TASK BRIEF: Look below for the line containing "Please place a point on the pendant light fixture". Output it and each remaining line of the entries exactly, and nothing else.

[Dataset items]
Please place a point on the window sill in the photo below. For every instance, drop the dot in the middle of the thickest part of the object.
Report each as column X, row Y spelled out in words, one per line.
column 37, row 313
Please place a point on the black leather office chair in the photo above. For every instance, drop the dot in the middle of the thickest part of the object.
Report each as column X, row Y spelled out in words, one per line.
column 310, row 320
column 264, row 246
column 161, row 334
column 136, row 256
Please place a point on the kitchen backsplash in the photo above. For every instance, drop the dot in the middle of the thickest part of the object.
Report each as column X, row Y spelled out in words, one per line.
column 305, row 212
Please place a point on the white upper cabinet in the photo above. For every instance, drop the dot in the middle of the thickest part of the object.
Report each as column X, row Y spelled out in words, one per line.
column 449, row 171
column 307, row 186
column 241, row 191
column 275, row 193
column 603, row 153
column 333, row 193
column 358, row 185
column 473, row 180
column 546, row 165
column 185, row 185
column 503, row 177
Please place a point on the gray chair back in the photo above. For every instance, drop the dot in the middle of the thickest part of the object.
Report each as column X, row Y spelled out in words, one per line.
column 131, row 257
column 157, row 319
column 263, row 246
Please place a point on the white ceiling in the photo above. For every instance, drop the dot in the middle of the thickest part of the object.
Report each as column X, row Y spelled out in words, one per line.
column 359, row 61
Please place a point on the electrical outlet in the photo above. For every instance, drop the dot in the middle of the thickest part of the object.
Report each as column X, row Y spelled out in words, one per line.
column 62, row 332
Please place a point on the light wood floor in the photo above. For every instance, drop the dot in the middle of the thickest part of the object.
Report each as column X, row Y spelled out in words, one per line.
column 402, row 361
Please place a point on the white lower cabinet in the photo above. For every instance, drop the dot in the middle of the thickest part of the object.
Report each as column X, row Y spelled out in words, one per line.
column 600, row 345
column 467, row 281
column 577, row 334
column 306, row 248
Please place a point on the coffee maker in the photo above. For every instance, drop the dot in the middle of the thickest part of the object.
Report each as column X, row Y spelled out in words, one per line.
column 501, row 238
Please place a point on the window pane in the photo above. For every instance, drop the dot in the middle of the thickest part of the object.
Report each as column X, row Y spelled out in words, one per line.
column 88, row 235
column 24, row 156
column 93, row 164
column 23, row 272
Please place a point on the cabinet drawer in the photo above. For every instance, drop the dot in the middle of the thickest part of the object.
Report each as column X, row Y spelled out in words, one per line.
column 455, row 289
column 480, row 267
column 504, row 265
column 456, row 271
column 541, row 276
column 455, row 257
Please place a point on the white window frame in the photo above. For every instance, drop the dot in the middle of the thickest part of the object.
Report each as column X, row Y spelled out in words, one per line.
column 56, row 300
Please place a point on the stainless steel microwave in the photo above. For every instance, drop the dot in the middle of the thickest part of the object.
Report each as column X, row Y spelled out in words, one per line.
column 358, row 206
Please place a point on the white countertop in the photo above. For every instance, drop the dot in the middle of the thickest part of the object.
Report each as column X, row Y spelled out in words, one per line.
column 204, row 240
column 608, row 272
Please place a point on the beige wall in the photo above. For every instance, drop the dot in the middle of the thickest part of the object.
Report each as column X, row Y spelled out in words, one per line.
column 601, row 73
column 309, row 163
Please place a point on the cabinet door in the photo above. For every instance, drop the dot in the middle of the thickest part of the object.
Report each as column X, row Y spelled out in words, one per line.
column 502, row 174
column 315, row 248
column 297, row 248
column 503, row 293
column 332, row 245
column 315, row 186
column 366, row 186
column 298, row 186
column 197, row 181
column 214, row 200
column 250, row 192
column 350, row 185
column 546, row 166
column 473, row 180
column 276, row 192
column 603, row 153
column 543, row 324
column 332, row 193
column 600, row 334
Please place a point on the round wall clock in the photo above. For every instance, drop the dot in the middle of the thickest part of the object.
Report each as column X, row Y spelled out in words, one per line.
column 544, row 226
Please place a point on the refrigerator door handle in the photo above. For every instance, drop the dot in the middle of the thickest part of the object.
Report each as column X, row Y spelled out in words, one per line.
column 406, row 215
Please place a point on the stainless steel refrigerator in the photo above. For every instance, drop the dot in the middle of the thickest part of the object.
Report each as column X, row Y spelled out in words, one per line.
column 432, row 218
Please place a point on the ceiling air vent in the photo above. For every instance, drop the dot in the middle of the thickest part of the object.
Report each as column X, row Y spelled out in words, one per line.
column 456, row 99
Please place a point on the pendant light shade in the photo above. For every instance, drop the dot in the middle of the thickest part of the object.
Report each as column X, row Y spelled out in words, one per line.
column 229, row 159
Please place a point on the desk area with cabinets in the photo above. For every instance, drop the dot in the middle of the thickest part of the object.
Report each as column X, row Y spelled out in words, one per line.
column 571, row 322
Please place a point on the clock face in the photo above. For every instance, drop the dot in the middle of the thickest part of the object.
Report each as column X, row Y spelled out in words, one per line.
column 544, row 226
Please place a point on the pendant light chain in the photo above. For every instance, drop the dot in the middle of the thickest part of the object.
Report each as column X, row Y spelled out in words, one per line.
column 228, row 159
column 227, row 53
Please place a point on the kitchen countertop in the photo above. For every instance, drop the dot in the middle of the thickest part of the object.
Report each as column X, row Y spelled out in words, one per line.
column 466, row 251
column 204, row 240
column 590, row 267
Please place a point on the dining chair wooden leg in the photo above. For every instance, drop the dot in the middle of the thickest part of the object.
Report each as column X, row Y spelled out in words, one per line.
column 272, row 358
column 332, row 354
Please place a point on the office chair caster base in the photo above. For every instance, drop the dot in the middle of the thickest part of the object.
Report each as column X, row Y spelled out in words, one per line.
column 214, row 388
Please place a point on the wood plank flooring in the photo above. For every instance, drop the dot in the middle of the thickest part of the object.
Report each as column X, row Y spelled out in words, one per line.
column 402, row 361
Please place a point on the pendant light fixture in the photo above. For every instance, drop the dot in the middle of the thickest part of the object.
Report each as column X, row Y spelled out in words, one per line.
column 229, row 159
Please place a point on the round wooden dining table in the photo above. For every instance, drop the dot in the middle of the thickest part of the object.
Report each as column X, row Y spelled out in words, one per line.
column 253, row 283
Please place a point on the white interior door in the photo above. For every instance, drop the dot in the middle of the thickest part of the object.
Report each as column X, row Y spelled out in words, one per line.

TASK ANSWER:
Please place a point on the pendant light fixture in the photo above. For every instance, drop the dot in the middle of the thickest part of the object.
Report each as column X, row Y spelled out in words, one per line.
column 229, row 159
Please place a point on the round wooden dining table in the photo above. For every instance, drop the dot in the middle of the thickest part of the object.
Report each as column X, row Y spelled out in words, one per line.
column 253, row 283
Please place a point on the white interior door in the photo above. For every instance, drop the dot in the middle of the thickest part of the object.
Report each as column X, row Y spelled out in words, one per line.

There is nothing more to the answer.